## WHAT IS EXPECTED
Return, word for word, every line starting at the line with "trace white fence post" and ending at the final line of the entries; skip the pictures.
START TASK INPUTS
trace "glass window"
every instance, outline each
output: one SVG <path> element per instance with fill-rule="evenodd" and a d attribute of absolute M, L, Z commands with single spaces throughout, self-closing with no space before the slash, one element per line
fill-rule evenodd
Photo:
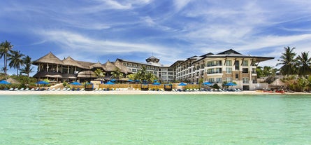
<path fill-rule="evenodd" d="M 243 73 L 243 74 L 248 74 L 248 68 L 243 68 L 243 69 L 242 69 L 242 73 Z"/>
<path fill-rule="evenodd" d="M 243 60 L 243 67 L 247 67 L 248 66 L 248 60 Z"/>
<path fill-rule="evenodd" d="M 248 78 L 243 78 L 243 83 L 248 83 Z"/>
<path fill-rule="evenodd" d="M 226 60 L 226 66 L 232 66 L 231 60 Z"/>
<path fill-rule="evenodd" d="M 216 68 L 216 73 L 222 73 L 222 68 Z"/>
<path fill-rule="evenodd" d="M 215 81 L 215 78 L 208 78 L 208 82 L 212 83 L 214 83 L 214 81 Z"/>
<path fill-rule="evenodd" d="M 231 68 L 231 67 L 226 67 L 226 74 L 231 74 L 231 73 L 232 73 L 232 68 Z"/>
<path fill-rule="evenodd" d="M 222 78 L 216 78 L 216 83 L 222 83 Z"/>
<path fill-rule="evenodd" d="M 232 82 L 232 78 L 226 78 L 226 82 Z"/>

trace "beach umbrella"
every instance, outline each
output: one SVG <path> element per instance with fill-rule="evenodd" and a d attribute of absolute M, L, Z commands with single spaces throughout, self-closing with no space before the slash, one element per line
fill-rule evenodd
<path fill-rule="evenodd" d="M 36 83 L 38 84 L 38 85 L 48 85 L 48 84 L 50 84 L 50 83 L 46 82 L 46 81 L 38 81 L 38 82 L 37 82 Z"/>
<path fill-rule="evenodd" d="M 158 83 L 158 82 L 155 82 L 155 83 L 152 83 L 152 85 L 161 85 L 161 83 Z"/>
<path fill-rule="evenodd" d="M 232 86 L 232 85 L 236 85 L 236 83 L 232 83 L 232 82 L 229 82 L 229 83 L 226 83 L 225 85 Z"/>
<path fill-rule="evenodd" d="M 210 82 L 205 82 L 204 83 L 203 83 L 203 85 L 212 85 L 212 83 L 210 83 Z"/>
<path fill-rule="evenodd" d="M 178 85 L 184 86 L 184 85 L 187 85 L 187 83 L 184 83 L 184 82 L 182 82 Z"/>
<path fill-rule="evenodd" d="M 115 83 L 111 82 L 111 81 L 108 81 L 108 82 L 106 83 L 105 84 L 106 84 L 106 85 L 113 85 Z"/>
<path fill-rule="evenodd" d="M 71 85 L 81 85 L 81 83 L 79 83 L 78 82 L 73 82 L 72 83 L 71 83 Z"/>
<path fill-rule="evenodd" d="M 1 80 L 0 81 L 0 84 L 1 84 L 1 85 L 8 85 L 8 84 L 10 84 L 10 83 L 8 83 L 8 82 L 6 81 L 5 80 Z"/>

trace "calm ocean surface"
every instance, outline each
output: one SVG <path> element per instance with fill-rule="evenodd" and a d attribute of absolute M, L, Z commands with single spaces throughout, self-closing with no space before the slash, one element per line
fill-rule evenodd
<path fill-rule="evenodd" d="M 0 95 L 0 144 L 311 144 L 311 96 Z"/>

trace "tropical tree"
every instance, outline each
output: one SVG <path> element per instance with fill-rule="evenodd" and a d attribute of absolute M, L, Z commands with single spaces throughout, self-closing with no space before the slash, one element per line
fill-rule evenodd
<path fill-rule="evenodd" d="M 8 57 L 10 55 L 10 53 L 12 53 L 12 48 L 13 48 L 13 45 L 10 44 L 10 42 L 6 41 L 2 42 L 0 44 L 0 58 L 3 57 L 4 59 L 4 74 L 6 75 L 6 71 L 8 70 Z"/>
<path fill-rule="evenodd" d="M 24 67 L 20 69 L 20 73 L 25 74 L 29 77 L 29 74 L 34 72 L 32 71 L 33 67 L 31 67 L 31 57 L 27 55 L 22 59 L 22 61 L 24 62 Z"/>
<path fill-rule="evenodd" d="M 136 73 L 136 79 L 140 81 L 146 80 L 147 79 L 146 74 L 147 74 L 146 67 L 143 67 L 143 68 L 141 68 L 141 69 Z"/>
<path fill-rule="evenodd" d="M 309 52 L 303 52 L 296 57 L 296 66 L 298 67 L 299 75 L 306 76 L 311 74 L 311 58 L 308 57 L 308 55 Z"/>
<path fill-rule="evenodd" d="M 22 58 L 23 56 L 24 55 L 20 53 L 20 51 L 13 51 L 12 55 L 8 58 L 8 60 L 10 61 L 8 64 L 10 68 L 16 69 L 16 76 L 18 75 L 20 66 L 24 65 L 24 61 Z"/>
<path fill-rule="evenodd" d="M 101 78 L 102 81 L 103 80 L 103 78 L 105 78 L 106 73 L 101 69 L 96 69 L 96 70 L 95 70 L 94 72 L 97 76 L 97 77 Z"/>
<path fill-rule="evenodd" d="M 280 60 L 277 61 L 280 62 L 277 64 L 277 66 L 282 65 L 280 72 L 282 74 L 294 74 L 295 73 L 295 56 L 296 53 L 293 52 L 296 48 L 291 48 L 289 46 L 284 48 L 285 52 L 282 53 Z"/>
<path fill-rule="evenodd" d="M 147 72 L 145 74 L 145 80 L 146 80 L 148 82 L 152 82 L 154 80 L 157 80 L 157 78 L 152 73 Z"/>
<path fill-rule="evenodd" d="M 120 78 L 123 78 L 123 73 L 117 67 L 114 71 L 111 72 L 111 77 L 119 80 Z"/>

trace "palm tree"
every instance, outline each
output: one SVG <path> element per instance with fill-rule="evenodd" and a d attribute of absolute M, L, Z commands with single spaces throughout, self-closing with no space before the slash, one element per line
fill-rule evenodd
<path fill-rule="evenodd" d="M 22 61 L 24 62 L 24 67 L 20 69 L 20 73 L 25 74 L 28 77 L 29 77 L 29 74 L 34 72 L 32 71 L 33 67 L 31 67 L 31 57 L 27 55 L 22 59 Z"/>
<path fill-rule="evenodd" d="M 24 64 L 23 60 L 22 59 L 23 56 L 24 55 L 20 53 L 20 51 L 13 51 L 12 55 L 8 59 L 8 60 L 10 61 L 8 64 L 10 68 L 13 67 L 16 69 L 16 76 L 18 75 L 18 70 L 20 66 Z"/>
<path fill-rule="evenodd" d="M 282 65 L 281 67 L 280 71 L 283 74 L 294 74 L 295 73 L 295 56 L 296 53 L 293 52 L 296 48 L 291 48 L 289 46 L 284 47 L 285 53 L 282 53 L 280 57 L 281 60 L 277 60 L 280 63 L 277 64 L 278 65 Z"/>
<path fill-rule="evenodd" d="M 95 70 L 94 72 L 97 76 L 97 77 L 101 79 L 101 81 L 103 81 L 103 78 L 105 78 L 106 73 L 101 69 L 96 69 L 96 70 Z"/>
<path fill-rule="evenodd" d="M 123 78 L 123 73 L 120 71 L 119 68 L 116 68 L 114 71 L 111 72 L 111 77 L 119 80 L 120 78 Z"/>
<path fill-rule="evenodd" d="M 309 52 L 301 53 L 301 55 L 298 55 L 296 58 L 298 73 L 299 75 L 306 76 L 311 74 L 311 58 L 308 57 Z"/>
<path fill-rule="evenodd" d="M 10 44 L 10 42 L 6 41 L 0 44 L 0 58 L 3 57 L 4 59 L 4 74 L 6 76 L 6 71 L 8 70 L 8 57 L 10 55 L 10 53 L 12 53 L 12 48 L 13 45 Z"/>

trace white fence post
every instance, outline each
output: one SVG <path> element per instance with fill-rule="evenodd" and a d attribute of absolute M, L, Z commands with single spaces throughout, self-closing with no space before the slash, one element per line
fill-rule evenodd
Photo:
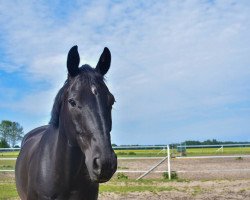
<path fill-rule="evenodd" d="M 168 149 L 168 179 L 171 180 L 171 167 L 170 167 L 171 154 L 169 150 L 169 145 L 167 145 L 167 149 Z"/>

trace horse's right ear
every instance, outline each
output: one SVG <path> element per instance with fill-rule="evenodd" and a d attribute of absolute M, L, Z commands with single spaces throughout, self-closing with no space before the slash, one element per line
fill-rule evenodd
END TASK INPUTS
## WRITTEN RESPONSE
trace white fence post
every instance, outline each
output: one SVG <path> element per instance with fill-rule="evenodd" and a d attribute of absolute M, L, Z commands with single spaces throughout, self-closing with no space before the slash, one element per line
fill-rule evenodd
Photo:
<path fill-rule="evenodd" d="M 168 149 L 168 179 L 171 180 L 171 167 L 170 167 L 171 154 L 169 150 L 169 145 L 167 145 L 167 149 Z"/>

trace horse's right ear
every instance, outline each
output: one SVG <path> element per instance with fill-rule="evenodd" and a d attribute of absolute M, L, Z commands with single spaces throughout, self-closing with no space before the slash, one element per line
fill-rule evenodd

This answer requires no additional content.